B - La nécessité constante d'avoir des garanties quant aux professionnels intervenant dans le secteur

Il ressort de la décision du Conseil d'Etat qu'aujourd'hui, dès lors que le propriétaire n'est pas l'Etat, la maîtrise d'oeuvre n'est plus attribuée d'office aux architectes en chef. Ainsi, l'architecte en chef chargé, au titre de fonctions "administratives", de la surveillance d'un monument historique n'appartenant pas à l'Etat ne peut en assurer la maîtrise d'oeuvre, contrairement au monument appartenant à l'Etat où il dispose d'une exclusivité de maîtrise d'oeuvre.

Comme l'indique le professeur Delvolvé, "la solution a sa logique. Elle n'en est pas moins paradoxale : l'architecte qui connaît le mieux un monument ne peut assurer la maîtrise d'oeuvre des travaux le restaurant" (12). La question se pose de savoir si toutes les garanties sont ainsi données pour qu'aucun monument historique ne puisse être privé d'une maîtrise d'oeuvre compétente, car, au-delà de l'ouverture à la concurrence, il faut reconnaître, "l'intelligence d'un statut permettant à l'Etat de disposer, pour les Monuments historiques, d'un corps d'agent qui, par la double qualité de fonctionnaires et d'architectes, peuvent assurer toutes les fonctions s'y rapportant" (13). Les obligations du droit communautaire n'ont donc pas altéré les idées initiales et l'objet de l'activité des architectes en chef.

## La consigne
Selon le passage fourni, de quoi l'architecte en chef dispose-t-il pour un monument historique appartenant à l'Etat ?

## Extrait de données
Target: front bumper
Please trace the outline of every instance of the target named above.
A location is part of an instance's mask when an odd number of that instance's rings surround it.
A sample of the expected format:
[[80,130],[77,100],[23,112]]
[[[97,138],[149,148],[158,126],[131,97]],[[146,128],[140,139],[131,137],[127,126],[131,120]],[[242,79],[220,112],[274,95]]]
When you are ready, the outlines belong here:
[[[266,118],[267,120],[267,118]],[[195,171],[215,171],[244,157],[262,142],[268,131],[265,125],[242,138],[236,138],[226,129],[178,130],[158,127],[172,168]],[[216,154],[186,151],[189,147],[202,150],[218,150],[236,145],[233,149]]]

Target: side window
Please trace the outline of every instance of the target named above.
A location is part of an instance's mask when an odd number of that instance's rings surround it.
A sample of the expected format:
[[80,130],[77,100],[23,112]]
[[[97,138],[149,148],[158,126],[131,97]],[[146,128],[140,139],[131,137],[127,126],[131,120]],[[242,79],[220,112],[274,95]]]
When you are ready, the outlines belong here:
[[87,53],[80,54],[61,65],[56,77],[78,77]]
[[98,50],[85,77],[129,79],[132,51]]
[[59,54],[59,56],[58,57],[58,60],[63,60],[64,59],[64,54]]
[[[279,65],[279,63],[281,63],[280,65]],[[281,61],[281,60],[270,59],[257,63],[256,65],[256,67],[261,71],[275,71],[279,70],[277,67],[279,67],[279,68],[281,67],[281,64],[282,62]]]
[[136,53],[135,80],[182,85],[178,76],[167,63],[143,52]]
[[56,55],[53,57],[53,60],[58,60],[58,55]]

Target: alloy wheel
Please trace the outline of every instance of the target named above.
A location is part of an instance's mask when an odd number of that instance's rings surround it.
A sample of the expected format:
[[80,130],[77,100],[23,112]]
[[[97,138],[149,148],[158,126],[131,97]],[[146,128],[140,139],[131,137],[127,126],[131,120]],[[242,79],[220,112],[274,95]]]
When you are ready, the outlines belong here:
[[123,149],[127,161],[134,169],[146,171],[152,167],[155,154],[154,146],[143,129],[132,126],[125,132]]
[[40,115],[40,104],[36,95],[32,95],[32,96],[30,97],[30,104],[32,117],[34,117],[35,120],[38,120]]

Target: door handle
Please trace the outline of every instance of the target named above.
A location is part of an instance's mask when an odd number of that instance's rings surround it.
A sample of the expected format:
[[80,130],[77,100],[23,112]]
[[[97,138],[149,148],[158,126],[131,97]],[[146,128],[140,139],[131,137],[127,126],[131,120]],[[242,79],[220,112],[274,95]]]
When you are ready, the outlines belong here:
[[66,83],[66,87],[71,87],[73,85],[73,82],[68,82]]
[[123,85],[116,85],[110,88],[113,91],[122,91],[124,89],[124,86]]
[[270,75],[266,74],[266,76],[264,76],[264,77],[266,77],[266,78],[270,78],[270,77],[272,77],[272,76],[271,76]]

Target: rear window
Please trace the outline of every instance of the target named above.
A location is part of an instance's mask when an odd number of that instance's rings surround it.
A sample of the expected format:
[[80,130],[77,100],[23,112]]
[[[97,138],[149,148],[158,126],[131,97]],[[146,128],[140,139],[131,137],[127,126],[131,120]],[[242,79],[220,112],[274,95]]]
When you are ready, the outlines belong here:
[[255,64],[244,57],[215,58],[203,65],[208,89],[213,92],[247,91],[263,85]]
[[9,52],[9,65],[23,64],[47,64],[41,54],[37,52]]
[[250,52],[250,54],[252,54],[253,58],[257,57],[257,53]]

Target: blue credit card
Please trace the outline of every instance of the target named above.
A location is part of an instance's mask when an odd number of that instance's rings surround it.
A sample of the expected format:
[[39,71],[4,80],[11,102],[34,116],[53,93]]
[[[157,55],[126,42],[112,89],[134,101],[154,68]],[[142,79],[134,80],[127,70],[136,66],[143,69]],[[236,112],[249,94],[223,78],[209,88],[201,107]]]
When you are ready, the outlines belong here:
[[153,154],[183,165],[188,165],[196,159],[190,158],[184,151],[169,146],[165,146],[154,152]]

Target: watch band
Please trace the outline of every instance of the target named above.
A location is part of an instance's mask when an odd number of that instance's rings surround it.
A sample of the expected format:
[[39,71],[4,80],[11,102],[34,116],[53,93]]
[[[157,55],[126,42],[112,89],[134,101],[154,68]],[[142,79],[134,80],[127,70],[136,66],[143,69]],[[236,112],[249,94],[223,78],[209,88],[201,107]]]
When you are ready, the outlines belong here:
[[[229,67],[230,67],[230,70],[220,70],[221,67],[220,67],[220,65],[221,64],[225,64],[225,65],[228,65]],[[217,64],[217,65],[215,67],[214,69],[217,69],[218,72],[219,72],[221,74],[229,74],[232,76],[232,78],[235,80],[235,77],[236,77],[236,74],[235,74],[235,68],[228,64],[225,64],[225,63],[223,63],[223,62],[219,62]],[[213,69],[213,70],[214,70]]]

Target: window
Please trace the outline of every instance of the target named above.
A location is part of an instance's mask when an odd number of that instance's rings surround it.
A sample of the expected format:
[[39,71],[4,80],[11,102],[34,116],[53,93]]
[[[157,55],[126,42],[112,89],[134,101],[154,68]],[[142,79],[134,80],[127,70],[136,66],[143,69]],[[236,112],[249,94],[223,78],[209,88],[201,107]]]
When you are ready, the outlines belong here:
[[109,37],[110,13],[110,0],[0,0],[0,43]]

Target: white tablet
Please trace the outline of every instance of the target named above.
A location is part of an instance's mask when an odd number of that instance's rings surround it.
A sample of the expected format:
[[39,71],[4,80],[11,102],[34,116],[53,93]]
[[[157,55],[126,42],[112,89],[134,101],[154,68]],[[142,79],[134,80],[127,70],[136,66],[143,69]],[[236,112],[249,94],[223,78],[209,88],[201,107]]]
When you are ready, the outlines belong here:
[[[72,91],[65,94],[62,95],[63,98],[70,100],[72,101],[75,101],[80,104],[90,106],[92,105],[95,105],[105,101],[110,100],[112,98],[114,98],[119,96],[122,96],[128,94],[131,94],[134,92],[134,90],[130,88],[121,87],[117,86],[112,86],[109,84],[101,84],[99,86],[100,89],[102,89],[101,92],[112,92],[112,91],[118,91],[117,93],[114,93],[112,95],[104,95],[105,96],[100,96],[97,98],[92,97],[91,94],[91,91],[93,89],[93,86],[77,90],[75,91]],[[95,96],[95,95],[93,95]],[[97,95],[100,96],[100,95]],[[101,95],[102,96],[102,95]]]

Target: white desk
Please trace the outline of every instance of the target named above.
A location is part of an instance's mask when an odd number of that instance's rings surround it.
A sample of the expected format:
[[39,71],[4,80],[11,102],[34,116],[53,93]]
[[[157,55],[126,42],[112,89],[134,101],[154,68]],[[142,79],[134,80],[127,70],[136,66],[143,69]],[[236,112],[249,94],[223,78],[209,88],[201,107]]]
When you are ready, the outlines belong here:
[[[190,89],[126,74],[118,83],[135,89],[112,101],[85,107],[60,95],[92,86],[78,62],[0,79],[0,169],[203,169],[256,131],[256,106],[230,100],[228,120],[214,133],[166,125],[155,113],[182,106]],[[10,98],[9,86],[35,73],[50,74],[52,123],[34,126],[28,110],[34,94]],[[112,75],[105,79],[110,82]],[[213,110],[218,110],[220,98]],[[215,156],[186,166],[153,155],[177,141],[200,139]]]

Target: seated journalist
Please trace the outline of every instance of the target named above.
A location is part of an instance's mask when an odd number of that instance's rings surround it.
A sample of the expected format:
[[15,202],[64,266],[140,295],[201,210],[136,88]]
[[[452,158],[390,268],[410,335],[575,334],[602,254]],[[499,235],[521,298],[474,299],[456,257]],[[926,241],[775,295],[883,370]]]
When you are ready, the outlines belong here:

## Résultat
Il dispose d'une exclusivité de maîtrise d'oeuvre.